• **What you will do**
a: Answer each question below from the source text that follows, one answer per line, labeled to match:
(i) How many hospital visits over how many years did Lynn's disease entail?
(ii) Which court's jury cleared Kay Gilderdale?
(iii) On which lake did Anthony's father send him to fish?
b: Retype the stretch of the source text from "As a Perceiver" through "world. By himself’." with no changes.

• **Source text**

◆ ◆ ◆ ◆ ◆ ◆ ◆

The case of Kay Gilderdale epitomises the dilemma of whether or not to assist someone you love to kill themselves, for her daughter Lynn had the neurological disease ME, entailing 50 hospital visits over 16 years. When Lynn injected herself with morphine, her mother goes along with her daughter’s request to fetch more morphine, though ‘Lynn pushed the plunger in’. Charged with the attempted murder of her daughter, Kay was ultimately cleared by a jury at Lewes Crown Court. Mr Justice David Bean said ‘the [jury’s] decision shows common sense, decency and humanity’.

As a Perceiver of Pain, Dias suggests that the unimaginable plight of, for example, the 168 million child labourers globally, could be an impediment to compassion, leading to ‘psychic numbing’ and ‘cognitive paralysis’. Dias describes the life of Anthony, sold by his father to fish as a child labourer on Lake Volta in Ghana, who ‘knew that life at the lake would kill him’. Anthony escaped to Ghana’s capital Accra. When Dias, who visited a human rights project supporting children at the lake, meets him and suggests an NGO could help him, Anthony ‘didn’t want other people’s assistance’. As Dias movingly writes, ‘Anthony had overcome the world. By himself’.

◆ ◆ ◆ ◆ ◆ ◆ ◆

• **Data provided**
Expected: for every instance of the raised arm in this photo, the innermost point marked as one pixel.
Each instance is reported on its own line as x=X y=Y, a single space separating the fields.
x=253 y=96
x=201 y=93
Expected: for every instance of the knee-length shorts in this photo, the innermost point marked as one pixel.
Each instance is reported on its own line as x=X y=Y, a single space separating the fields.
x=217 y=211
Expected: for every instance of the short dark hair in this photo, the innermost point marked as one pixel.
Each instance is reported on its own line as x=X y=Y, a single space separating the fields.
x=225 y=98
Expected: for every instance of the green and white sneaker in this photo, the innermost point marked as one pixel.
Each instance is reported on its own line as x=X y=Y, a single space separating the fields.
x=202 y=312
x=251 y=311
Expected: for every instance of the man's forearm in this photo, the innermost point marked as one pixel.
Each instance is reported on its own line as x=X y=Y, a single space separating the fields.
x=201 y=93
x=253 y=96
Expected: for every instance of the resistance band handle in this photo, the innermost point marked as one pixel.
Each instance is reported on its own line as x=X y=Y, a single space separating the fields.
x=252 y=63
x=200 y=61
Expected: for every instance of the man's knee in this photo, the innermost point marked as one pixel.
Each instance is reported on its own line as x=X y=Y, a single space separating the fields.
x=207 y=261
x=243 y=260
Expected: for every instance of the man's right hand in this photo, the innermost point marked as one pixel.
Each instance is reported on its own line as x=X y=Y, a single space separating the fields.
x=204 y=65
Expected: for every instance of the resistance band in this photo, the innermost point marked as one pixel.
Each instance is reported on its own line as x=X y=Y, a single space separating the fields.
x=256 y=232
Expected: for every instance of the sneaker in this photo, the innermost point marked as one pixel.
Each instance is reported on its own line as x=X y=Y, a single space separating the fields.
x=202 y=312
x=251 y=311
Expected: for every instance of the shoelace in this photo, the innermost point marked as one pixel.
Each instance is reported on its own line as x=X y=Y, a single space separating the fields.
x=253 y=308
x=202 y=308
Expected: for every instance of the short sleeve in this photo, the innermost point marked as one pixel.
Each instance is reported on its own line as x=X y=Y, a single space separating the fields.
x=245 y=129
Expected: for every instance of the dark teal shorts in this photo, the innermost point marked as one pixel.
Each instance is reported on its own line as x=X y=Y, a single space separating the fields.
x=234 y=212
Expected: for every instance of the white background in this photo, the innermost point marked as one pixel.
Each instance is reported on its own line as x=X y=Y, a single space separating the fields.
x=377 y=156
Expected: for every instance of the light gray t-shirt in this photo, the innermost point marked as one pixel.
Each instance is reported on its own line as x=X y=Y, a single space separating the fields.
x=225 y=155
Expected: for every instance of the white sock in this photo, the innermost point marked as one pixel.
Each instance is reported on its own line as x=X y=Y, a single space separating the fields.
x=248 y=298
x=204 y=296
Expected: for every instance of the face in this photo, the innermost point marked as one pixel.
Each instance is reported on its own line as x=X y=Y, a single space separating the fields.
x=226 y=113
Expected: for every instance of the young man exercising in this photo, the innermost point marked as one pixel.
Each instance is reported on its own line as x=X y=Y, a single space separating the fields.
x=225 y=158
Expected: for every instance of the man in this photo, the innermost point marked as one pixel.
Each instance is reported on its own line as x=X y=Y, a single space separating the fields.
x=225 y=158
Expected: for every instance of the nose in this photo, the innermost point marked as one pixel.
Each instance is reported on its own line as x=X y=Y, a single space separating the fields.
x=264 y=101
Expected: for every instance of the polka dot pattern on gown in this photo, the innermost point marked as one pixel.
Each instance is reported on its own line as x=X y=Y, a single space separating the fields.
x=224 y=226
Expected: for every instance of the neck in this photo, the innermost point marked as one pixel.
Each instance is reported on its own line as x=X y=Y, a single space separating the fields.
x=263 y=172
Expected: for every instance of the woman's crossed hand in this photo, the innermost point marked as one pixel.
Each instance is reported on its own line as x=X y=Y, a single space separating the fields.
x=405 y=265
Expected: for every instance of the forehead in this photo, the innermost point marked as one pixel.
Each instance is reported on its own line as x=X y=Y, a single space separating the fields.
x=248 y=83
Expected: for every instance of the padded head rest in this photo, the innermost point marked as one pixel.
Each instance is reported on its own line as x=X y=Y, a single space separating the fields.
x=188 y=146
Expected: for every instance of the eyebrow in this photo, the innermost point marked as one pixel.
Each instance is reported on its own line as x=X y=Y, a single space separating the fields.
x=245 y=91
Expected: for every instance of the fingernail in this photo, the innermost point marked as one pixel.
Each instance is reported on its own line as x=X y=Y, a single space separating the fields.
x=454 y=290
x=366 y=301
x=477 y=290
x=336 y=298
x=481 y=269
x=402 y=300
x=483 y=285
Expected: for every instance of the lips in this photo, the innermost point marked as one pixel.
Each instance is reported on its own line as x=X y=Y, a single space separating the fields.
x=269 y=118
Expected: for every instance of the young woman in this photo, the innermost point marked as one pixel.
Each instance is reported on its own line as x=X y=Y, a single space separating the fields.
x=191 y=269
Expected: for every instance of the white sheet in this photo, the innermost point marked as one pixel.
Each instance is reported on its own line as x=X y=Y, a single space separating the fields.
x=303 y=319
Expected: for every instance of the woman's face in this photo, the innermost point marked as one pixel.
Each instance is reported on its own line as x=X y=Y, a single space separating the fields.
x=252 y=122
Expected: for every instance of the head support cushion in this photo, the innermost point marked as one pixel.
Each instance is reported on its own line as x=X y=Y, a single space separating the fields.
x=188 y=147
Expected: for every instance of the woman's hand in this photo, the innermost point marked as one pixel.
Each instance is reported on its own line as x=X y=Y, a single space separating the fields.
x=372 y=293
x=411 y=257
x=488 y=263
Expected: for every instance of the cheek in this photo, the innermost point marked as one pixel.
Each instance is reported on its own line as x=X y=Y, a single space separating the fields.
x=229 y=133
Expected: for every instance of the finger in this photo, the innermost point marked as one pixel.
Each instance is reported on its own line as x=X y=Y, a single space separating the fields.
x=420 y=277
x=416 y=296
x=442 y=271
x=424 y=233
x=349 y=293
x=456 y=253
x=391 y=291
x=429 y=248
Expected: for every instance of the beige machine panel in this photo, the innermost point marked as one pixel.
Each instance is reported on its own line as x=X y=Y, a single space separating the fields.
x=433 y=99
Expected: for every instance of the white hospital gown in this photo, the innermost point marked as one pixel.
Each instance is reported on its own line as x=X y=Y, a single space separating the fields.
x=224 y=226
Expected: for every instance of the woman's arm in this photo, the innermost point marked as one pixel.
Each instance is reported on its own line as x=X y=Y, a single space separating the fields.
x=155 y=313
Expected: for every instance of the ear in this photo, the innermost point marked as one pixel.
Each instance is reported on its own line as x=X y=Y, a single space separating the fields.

◆ ◆ ◆ ◆ ◆ ◆ ◆

• **Task-by-task solutions**
a:
(i) 50 hospital visits over 16 years
(ii) Lewes Crown Court
(iii) Lake Volta in Ghana

b:
As a Perceiver of Pain, Dias suggests that the unimaginable plight of, for example, the 168 million child labourers globally, could be an impediment to compassion, leading to ‘psychic numbing’ and ‘cognitive paralysis’. Dias describes the life of Anthony, sold by his father to fish as a child labourer on Lake Volta in Ghana, who ‘knew that life at the lake would kill him’. Anthony escaped to Ghana’s capital Accra. When Dias, who visited a human rights project supporting children at the lake, meets him and suggests an NGO could help him, Anthony ‘didn’t want other people’s assistance’. As Dias movingly writes, ‘Anthony had overcome the world. By himself’.